WHAT IS ASKED:
The listing below is to be output in its exact form.
-- begin SOURCE RECORDS --
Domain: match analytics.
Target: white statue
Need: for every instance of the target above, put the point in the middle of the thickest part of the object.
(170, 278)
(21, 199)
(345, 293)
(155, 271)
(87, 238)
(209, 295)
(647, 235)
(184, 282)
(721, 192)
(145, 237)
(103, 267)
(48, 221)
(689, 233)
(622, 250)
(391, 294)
-- end SOURCE RECORDS --
SOLUTION TO THE PROBLEM:
Domain: match analytics.
Target: white statue
Need: for every instance of the target above, put the point in the middle of the thickest part of the object.
(170, 278)
(21, 199)
(345, 293)
(155, 271)
(87, 238)
(209, 295)
(647, 235)
(184, 282)
(721, 192)
(145, 237)
(103, 267)
(48, 221)
(689, 233)
(622, 250)
(391, 294)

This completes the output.